# DOCUMENT TEXT

──────

X11 performance

Stephane Peter wrote:

I know the internal blitter of my video card is a magnitude faster
than what I get now! Now, how do I get to use it???

Well, the fact is that the X server is the only software responsible for it.
Only the X server decides how to accelerate things, and there is no way that
I know of in the current X11 spec that allow a client to force the server to
use acceleration (X11 was not designed with games in mind!).

Yes, I know there is no explicit “put this in video memory” flag, but I
am trying to know what are the requirements that need to be satisfy so
that XFree86 will use put a pixmap in video memory (I know it could get
kicked out and so on, but I guess that if I use it madly, it should stay
there for a bit)…

I was thinking of creating an X11 extension that would give
DirectX-style control, but I’m not looking very seriously into it
(hacking and recompiling the X server sounds awful, but dynamically
loadable modules in XFree86 4.0 could make this much easier to hack)…
But DGA 2.0 could help (but is only fullscreen).

Although most if not all X11 drivers (especially in XFree86) at least have
blits and rectangles hardware accelerated (else the performance would be
utterly slow, try the framebuffer only X server to get an idea)…

Window to Window XCopyArea and XFillRectangle in Window are definitely
accelerated (100-something megabytes per second and up), both on S3
ViRGE and Matrox G200.

──────

# TASKS FOR THIS EXERCISE
A: Answer these from the X11 performance thread:
(i) Which release of XFree86 is said to have dynamically loadable modules?
(ii) What limitation of DGA 2.0 is mentioned?
(iii) On which two video cards are Window to Window XCopyArea and XFillRectangle said to be accelerated?
B: From the X11 performance thread, list every video card and every X11 drawing call it names.

──────

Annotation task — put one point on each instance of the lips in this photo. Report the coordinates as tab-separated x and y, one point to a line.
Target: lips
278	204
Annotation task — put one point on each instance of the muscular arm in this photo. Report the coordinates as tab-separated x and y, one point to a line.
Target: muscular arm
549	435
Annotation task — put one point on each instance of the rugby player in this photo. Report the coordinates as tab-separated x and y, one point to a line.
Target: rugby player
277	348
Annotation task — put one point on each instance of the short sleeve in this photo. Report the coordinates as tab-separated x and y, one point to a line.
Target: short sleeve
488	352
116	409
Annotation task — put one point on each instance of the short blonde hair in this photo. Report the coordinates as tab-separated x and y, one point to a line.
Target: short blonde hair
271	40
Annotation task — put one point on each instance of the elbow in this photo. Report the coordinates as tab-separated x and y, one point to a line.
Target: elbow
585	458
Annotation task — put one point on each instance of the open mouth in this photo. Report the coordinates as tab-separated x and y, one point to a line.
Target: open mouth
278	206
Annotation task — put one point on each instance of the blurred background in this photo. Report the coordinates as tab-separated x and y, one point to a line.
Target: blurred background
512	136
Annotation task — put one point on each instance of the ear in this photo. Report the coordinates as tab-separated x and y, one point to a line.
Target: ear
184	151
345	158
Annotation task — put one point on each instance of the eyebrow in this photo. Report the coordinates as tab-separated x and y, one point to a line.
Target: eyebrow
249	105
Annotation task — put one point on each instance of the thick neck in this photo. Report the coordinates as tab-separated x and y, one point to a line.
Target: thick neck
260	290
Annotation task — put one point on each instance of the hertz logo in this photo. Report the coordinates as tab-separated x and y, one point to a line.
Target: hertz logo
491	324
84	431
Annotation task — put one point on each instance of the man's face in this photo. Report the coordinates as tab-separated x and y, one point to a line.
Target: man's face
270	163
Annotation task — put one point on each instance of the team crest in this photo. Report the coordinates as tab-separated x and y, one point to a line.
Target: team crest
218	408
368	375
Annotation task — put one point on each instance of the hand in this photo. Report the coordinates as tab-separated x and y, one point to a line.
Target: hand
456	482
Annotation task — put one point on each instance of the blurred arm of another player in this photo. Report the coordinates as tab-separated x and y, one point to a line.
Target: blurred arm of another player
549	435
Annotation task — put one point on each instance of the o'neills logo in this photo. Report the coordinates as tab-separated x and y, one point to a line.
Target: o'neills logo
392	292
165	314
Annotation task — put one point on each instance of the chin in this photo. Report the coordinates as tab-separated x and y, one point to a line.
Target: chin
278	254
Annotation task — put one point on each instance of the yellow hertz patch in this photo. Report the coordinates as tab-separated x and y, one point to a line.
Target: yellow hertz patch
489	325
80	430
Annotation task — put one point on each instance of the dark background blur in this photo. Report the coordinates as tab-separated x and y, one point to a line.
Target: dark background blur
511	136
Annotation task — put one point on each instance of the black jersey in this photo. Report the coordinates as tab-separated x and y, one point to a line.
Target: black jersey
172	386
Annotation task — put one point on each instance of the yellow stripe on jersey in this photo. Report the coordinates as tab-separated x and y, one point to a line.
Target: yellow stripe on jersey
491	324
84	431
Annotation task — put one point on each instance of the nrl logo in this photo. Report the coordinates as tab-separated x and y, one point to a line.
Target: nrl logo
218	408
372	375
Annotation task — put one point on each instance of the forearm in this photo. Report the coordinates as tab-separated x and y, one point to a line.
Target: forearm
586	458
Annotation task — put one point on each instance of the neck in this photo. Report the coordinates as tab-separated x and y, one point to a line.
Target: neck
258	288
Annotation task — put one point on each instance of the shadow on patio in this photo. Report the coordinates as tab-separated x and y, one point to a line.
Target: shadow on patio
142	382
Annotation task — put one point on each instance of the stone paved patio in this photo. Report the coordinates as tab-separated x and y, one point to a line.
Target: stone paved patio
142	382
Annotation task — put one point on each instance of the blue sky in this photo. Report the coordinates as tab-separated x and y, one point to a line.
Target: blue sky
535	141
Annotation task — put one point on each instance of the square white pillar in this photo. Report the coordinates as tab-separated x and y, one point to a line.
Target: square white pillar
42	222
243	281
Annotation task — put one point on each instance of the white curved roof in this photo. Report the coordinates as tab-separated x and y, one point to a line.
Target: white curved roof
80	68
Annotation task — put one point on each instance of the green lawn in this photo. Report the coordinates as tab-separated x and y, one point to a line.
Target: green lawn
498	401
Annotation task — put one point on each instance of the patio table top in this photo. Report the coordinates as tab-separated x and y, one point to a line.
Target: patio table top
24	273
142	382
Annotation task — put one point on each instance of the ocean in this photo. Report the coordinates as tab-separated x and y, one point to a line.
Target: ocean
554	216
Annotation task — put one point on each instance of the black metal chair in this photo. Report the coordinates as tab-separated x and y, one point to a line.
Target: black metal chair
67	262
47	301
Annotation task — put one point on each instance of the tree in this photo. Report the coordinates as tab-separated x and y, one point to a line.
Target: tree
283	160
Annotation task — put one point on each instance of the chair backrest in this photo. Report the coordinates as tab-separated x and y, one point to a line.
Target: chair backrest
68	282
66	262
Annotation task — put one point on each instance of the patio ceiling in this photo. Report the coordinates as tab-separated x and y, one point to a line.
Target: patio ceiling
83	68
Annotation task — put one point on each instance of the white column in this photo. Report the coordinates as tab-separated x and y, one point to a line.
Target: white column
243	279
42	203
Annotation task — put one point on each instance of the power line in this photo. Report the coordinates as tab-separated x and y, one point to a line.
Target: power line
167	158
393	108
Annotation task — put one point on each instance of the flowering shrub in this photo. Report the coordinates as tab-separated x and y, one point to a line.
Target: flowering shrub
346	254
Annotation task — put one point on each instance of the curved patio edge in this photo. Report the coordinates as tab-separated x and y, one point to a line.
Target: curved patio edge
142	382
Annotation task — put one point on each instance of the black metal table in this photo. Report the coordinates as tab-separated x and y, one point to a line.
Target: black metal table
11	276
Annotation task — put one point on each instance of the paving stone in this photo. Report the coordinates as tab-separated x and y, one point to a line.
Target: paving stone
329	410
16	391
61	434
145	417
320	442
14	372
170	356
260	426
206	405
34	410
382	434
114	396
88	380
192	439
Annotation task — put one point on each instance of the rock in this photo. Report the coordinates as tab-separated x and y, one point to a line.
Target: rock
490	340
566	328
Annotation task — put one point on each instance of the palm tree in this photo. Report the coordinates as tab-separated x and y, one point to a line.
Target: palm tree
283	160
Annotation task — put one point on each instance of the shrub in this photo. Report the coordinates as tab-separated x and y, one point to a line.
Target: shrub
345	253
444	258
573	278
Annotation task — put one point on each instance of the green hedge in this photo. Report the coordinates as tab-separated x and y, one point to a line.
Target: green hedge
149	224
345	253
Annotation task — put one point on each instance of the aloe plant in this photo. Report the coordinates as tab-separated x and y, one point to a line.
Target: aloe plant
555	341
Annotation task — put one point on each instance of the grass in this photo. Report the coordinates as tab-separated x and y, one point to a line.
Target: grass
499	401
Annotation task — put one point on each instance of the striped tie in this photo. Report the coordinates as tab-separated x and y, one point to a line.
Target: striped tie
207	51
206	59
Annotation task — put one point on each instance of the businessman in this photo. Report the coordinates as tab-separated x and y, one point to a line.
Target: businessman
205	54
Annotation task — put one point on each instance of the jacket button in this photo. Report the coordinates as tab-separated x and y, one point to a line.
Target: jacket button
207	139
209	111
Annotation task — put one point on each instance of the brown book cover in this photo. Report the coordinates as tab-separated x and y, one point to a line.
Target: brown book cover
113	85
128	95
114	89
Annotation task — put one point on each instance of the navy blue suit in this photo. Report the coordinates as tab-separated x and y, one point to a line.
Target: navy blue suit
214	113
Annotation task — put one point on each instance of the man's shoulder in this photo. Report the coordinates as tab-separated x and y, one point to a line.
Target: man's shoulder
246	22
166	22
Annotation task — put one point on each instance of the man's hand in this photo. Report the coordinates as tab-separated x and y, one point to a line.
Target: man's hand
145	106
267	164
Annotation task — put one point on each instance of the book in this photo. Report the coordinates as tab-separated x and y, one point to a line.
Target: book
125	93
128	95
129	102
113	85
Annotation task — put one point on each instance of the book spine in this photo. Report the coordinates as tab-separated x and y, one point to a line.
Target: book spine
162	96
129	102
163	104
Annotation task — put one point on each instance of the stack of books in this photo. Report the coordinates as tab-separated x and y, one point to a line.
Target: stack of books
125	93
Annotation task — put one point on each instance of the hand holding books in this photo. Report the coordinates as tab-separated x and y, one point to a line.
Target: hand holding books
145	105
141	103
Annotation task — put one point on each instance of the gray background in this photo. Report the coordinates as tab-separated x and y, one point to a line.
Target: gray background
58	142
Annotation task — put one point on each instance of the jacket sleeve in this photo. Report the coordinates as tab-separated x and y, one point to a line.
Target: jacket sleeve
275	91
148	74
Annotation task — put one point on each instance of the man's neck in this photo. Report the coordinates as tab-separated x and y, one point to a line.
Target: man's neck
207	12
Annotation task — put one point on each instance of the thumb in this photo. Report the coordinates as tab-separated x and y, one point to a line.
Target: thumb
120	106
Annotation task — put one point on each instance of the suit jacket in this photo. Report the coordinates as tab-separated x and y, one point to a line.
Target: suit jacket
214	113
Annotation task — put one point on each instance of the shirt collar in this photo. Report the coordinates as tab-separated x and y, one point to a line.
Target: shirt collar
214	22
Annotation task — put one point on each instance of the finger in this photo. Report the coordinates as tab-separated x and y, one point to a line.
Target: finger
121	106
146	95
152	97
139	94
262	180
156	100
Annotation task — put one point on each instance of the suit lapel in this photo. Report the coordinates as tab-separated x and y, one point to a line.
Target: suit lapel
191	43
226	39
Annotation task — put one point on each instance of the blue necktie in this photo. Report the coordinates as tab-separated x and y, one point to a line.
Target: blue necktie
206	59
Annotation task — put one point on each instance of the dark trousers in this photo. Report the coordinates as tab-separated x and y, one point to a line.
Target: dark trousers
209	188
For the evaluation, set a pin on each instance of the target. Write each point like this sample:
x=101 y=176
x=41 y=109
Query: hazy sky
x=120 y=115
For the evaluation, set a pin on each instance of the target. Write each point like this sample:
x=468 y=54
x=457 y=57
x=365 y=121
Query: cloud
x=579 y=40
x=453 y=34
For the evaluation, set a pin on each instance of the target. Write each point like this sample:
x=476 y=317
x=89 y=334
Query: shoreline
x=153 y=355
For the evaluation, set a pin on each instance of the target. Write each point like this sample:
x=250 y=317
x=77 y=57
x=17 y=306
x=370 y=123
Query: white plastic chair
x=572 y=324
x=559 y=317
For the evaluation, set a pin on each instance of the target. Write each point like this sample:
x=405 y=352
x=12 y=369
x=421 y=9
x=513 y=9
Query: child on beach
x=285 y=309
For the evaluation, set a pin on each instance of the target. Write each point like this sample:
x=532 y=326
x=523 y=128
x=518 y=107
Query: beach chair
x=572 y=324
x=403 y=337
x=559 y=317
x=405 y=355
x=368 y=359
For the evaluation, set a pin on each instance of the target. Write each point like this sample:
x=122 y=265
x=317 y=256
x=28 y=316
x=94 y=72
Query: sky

──────

# THE ANSWERS
A:
(i) XFree86 4.0
(ii) It is only fullscreen.
(iii) S3 ViRGE and Matrox G200

B:
Video cards: S3 ViRGE, Matrox G200
X11 drawing calls: XCopyArea, XFillRectangle